▶ Your goal
A word-for-word copy of the listing, free of images, is the expected answer.

▶ Dataset entries
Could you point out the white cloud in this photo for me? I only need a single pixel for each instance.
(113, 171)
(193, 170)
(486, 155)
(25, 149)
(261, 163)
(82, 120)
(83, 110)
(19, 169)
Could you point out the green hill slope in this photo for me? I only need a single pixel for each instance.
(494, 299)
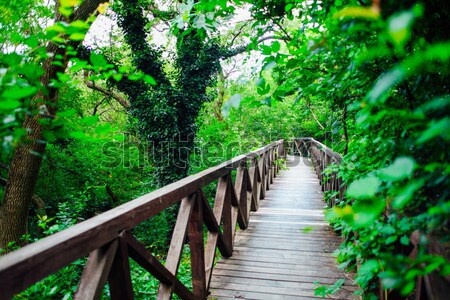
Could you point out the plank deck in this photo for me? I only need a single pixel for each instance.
(275, 258)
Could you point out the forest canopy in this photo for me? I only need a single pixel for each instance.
(105, 101)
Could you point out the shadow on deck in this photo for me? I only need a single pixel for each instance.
(287, 247)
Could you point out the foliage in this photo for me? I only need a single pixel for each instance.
(369, 81)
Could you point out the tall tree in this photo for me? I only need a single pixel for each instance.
(27, 156)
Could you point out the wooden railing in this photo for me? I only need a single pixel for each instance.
(321, 157)
(431, 286)
(109, 243)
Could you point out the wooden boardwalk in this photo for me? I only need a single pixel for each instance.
(275, 257)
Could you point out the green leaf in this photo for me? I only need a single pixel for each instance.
(234, 101)
(363, 188)
(260, 82)
(358, 12)
(276, 46)
(435, 129)
(77, 36)
(149, 79)
(9, 104)
(97, 60)
(17, 93)
(402, 168)
(404, 240)
(89, 121)
(78, 135)
(405, 194)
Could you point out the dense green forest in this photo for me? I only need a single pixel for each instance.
(105, 101)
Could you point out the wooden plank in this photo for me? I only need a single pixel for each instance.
(96, 272)
(318, 273)
(227, 222)
(274, 255)
(236, 214)
(176, 244)
(244, 275)
(195, 234)
(309, 287)
(241, 191)
(144, 258)
(30, 264)
(225, 293)
(119, 277)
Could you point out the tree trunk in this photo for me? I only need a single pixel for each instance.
(27, 157)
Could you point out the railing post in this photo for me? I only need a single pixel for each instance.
(119, 277)
(195, 234)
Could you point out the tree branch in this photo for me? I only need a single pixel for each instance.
(122, 101)
(38, 202)
(241, 49)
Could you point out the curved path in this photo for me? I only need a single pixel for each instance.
(287, 249)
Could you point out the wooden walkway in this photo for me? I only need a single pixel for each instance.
(275, 257)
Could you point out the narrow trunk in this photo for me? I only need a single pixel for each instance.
(217, 106)
(27, 157)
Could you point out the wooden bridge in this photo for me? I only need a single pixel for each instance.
(267, 225)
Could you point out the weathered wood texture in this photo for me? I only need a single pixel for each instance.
(321, 157)
(274, 258)
(106, 237)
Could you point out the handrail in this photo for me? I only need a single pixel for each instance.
(107, 240)
(321, 157)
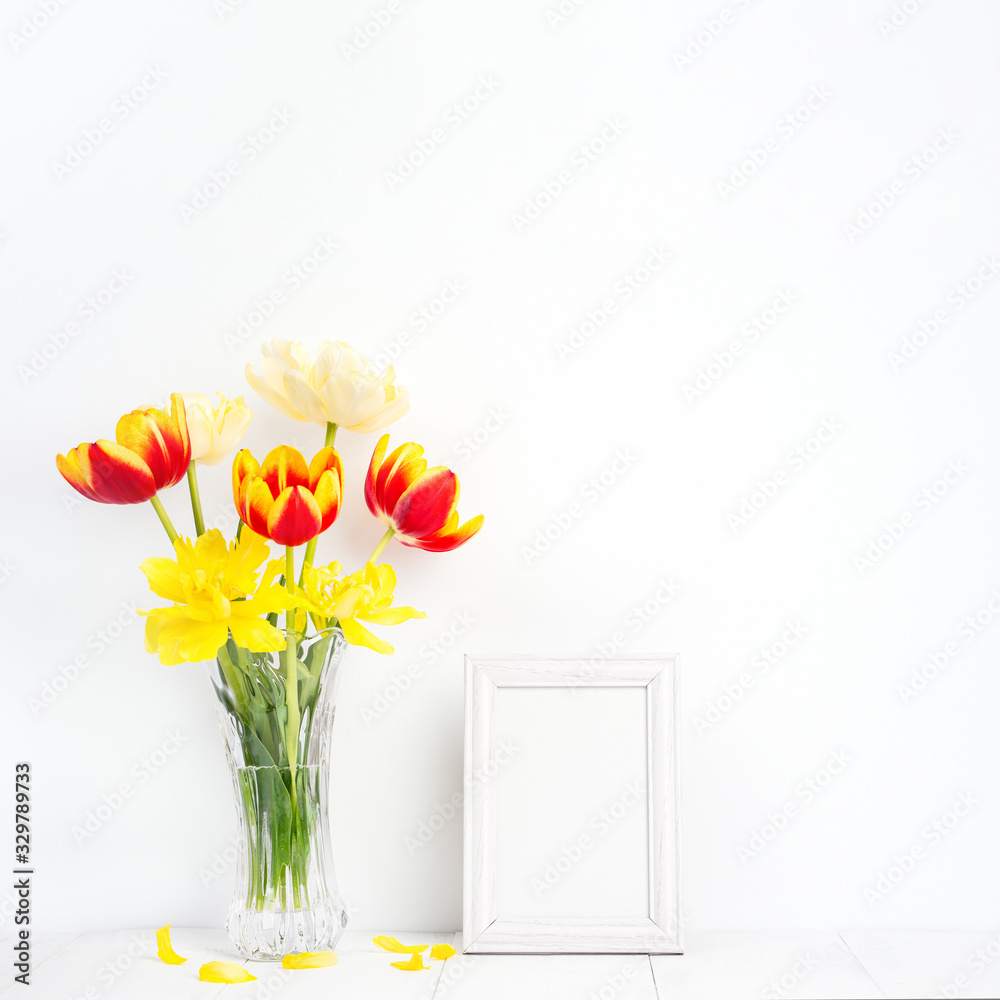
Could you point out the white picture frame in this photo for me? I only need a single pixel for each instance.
(485, 931)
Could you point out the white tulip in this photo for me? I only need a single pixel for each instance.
(334, 385)
(215, 430)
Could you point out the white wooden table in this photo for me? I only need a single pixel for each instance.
(717, 966)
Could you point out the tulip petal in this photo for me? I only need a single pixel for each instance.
(224, 972)
(304, 398)
(283, 467)
(427, 504)
(309, 960)
(108, 473)
(415, 964)
(404, 463)
(255, 504)
(395, 945)
(326, 459)
(445, 541)
(328, 496)
(374, 467)
(244, 465)
(295, 517)
(397, 403)
(159, 439)
(271, 393)
(165, 950)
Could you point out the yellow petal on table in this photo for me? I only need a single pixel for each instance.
(309, 960)
(165, 949)
(415, 964)
(224, 972)
(395, 945)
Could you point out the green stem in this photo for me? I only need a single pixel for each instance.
(291, 677)
(199, 519)
(382, 544)
(331, 436)
(164, 520)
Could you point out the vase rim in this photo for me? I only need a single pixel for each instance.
(334, 630)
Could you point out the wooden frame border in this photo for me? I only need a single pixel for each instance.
(483, 932)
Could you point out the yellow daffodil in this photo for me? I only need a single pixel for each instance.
(397, 947)
(332, 385)
(224, 972)
(215, 591)
(364, 596)
(309, 960)
(165, 950)
(215, 430)
(415, 964)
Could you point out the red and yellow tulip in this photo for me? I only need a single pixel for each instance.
(286, 500)
(419, 505)
(152, 451)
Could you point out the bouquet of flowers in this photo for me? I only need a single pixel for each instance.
(275, 685)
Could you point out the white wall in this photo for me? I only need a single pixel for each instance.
(881, 96)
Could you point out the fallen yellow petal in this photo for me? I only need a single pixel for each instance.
(415, 964)
(394, 944)
(165, 949)
(309, 960)
(224, 972)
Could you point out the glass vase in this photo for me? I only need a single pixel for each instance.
(276, 711)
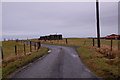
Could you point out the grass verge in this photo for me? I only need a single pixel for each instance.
(12, 66)
(99, 64)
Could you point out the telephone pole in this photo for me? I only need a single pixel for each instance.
(98, 23)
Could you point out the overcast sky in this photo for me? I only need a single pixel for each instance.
(75, 19)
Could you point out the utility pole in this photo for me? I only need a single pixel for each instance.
(98, 23)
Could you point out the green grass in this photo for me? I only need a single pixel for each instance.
(99, 64)
(12, 66)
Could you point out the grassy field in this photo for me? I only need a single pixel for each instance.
(93, 58)
(11, 61)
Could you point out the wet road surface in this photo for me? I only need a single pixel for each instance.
(61, 62)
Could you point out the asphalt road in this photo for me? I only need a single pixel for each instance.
(61, 62)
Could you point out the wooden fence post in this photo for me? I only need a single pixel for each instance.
(24, 49)
(85, 42)
(111, 44)
(35, 45)
(15, 50)
(93, 42)
(118, 45)
(30, 47)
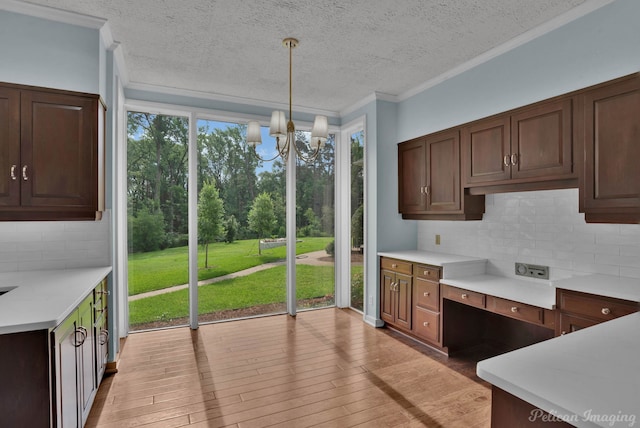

▶ Expected output
Could you point out the white cloud in this photo for me? I only need a single pixel for each instance.
(113, 171)
(193, 170)
(486, 155)
(25, 149)
(261, 163)
(82, 120)
(83, 110)
(19, 169)
Could you point out the green hill slope in this photo for me? I only need a single pixel for each instance.
(494, 299)
Could you point out the plank deck in this photo for me? I only need a single pixel for each instance.
(275, 258)
Could you point out the forest canopy in this photo for me? I only need a single pixel for each instance.
(105, 101)
Could you point out the shadow on deck in this photo for me? I only need a single pixel for each instance.
(287, 247)
Could you point out the foliage in this photo for me? I only need a single pixel for each instance.
(369, 81)
Could you point out the tall tree in this photo for me? I only need a single pixel for each instance.
(27, 156)
Could you point out the wooden railing in this photo for me? I only need a single pixel for each instance.
(321, 157)
(431, 286)
(109, 243)
Could you point out the wooden boardwalk in this photo for me? I only need a single pixel for each instance.
(275, 257)
Could you point out the green leaf in this photo for me? I only need a single pixel for each instance.
(234, 101)
(363, 188)
(260, 82)
(358, 12)
(276, 46)
(435, 129)
(77, 36)
(149, 79)
(9, 104)
(97, 60)
(17, 93)
(402, 168)
(404, 240)
(89, 121)
(78, 135)
(405, 194)
Could you point out the dense green forest in this photo for me? I only need a single pixel for each instance.
(105, 101)
Could you point out the wooden plank in this photo for me? I only need a single pixel for each instance.
(96, 272)
(318, 273)
(227, 222)
(274, 255)
(236, 214)
(176, 244)
(244, 275)
(195, 234)
(309, 287)
(241, 191)
(144, 258)
(30, 264)
(225, 293)
(119, 277)
Could you point out the tree trunk in this photo for me? I only need a single pixel for each instance.
(27, 157)
Could you point out the railing post in this photo for me? I only need a single pixel for each instance.
(119, 277)
(195, 234)
Could you point out the tree branch in this photo for me? I only need a single pixel for each instance.
(122, 101)
(38, 202)
(241, 49)
Could you point out the curved path in this photo for me? I only need a single pixel for each instance.
(287, 249)
Could you point out the wooden walkway in this photo for me? I only need a single pixel for each instance.
(275, 257)
Could you point out the narrow trunk in this photo for me? I only need a single pixel for each instance.
(217, 106)
(27, 157)
Could you point out the wooden bridge in this photo for me? I only need a single pixel for each instance.
(267, 225)
Could you point out the weathered wood texture in this photo for me? I only need a single pixel for each instance.
(321, 157)
(274, 258)
(106, 237)
Could you point out the handrail in this photo for me? I only need a single pixel for each instance.
(107, 240)
(321, 157)
Could you point out the white picture frame in this photo for me? I only need a single pixel for each instance.
(485, 931)
Could you point out the white tulip in this photo for me? I only need a single pixel for each instance.
(334, 385)
(215, 430)
Could you point out the white wooden table in this photo for me? I only need a single pixel for each instance.
(717, 966)
Could you point out the tulip petal in this photo for me? I only need a single pixel for each instance.
(224, 972)
(304, 398)
(283, 467)
(427, 504)
(309, 960)
(108, 473)
(415, 964)
(404, 463)
(255, 504)
(395, 945)
(326, 459)
(445, 541)
(328, 496)
(374, 467)
(244, 465)
(295, 517)
(397, 403)
(159, 439)
(271, 393)
(165, 950)
Could you point out the yellow petal on table in this photo for me? I only need a single pixel for each instance.
(309, 960)
(165, 949)
(415, 964)
(224, 972)
(395, 945)
Could you point out the green stem in this photo for me? I only need a single pixel for each instance.
(291, 677)
(199, 519)
(382, 544)
(331, 436)
(164, 520)
Could you point out the vase rim in this photo for me? I only need a single pixel for each instance.
(334, 630)
Could you point out the wooden frame border in this photo for me? I only need a single pixel for each instance.
(483, 932)
Could you point out the yellow daffodil in this photo for me? I only need a single pixel for each instance.
(397, 947)
(332, 385)
(224, 972)
(215, 591)
(364, 596)
(309, 960)
(165, 950)
(215, 430)
(415, 964)
Could you point out the red and yellow tulip in this photo for me? I only need a single pixel for each instance.
(286, 500)
(419, 505)
(152, 451)
Could you point out the bouquet of flowers in this photo for me? I only need a single pixel for each instance.
(275, 685)
Could you point out the white wall in this photo for me? I only need a single pixel for each instance.
(881, 96)
Could you point out the fallen yellow petal in this photo for me? I only need a single pixel for each instance.
(415, 964)
(394, 944)
(165, 949)
(309, 960)
(224, 972)
Could you point out the glass vase in this photo for me? I only need a single pixel for each instance.
(276, 711)
Could you point out the grass verge in this photo for me? I only need a single pixel for each instance.
(12, 66)
(99, 64)
Could you point out the telephone pole in this photo for me? I only need a single pixel for each instance.
(98, 23)
Could you point out the overcast sky in this photo for me? I only need a single pixel for each instance.
(75, 19)
Could you point out the utility pole in this photo for me? I only need a single pixel for each instance.
(98, 23)
Could you point out the green grass in this photo for me? I only need a single pixel for each instance.
(99, 64)
(12, 66)
Could you point out the grassy field in this photo for me? I only need a single pixel for each instance.
(93, 58)
(11, 61)
Could you point out the wet road surface in this photo for me? I only need a single pixel for each instance.
(61, 62)
Could you point out the asphalt road in this photo for me? I only need a single pixel for each instance.
(61, 62)
Could you point out the wooden fence post in this photo for me? I only need a single pixel for each instance.
(24, 49)
(85, 42)
(111, 44)
(35, 45)
(15, 50)
(93, 42)
(118, 45)
(30, 47)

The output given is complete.